● **EXCERPTED TEXT**

# what birds kill snakes?



## Rattler (Apr 22, 2011)

Wedge tail and other eagles
Owls

What else?


----------



## Grogshla (Apr 22, 2011)

i would say any bird that is large enough mate.


----------



## Jungletrans (Apr 22, 2011)

Kookaburras are experts .


----------



## Cockney_Red (Apr 22, 2011)

The one on you're roof...watching!


----------



## Red-Ink (Apr 22, 2011)

All small snakes are worms to a large enough bird


----------



## -Peter (Apr 22, 2011)

chickens, guinea fowl etc


----------



## Specks (Apr 22, 2011)

Well I suspect the black and white butcher birds to have taken my bluey from my pit


----------



## Cockney_Red (Apr 22, 2011)

Secretary birds


----------



## sarah_m (Apr 22, 2011)

Magpies, crows, currawongs, kites, jabiru or anything similar


----------



## Rattler (Apr 22, 2011)

Grogshla said:


> i would say any bird that is large enough mate.


 
I don't agree. For instance ibis or cockatoos. But to be more clear, which birds are notorious for taking snakes. .


----------



## Specks (Apr 22, 2011)

Kookaburras definatly


----------



## snakeluvver (Apr 22, 2011)

I've seen a kookaburra swoop down, grab a young Brown Snake and rip it in two with its beak. They are vicious snake hunters and know how to kill without being bitten. Crows and magpies are also notorious snake hunters.

● **GOAL 1**
In the forum thread on birds that kill snakes, which two kinds of birds does Rattler name when disagreeing that any large enough bird will do?

(Rows from a dataset for labeling boxes)
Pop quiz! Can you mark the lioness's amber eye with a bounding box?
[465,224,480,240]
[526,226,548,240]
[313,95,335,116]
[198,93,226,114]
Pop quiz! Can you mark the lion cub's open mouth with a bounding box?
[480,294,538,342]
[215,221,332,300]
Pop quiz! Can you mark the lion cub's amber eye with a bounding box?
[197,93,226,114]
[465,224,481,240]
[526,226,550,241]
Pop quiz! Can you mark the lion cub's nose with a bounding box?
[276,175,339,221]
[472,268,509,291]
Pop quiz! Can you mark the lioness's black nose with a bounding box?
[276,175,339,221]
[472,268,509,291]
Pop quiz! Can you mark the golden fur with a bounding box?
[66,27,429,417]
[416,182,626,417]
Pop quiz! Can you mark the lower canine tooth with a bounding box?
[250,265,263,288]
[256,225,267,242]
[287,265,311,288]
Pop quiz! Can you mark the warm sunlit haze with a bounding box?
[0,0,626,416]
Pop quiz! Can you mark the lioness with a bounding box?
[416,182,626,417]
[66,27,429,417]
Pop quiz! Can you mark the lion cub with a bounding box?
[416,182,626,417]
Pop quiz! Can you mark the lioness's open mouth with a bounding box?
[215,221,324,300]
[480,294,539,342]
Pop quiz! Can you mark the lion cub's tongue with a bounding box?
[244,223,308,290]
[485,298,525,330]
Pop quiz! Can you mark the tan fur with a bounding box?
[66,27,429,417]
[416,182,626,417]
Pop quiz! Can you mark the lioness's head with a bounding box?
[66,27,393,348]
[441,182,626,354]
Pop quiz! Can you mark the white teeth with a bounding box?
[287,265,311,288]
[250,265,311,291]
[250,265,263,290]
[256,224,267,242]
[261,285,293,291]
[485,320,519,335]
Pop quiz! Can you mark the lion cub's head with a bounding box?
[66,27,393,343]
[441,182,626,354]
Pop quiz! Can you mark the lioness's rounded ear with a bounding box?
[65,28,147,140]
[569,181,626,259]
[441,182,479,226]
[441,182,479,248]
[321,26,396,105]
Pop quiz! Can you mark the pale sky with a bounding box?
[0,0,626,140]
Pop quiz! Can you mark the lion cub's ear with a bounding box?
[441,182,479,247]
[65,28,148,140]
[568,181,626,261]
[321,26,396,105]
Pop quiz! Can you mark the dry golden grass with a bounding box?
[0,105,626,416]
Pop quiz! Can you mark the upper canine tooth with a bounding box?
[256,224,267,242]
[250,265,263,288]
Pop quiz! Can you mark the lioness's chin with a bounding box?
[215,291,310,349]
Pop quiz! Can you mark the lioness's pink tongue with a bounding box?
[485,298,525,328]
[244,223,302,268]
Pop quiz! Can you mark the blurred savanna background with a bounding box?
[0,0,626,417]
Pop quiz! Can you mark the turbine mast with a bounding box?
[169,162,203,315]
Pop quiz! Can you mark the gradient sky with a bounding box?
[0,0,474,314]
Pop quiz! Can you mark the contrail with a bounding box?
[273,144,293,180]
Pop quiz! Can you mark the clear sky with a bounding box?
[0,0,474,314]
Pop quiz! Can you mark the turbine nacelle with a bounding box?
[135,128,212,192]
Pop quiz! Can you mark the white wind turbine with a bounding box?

● **GOAL 2**
Reproduce everything in the records from the line containing "Pop quiz! Can you mark the lion cub's head" down to the last line of the records, keeping each line identical.

● **TASK SOLUTION 1**
Ibis and cockatoos.

● **TASK SOLUTION 2**
Pop quiz! Can you mark the lion cub's head with a bounding box?
[66,27,393,343]
[441,182,626,354]
Pop quiz! Can you mark the lioness's rounded ear with a bounding box?
[65,28,147,140]
[569,181,626,259]
[441,182,479,226]
[441,182,479,248]
[321,26,396,105]
Pop quiz! Can you mark the pale sky with a bounding box?
[0,0,626,140]
Pop quiz! Can you mark the lion cub's ear with a bounding box?
[441,182,479,247]
[65,28,148,140]
[568,181,626,261]
[321,26,396,105]
Pop quiz! Can you mark the dry golden grass with a bounding box?
[0,105,626,416]
Pop quiz! Can you mark the upper canine tooth with a bounding box?
[256,224,267,242]
[250,265,263,288]
Pop quiz! Can you mark the lioness's chin with a bounding box?
[215,291,310,349]
Pop quiz! Can you mark the lioness's pink tongue with a bounding box?
[485,298,525,328]
[244,223,302,268]
Pop quiz! Can you mark the blurred savanna background with a bounding box?
[0,0,626,417]
Pop quiz! Can you mark the turbine mast with a bounding box?
[169,162,203,315]
Pop quiz! Can you mark the gradient sky with a bounding box?
[0,0,474,314]
Pop quiz! Can you mark the contrail with a bounding box?
[273,144,293,180]
Pop quiz! Can you mark the clear sky with a bounding box?
[0,0,474,314]
Pop quiz! Can you mark the turbine nacelle with a bounding box?
[135,128,212,192]
Pop quiz! Can you mark the white wind turbine with a bounding box?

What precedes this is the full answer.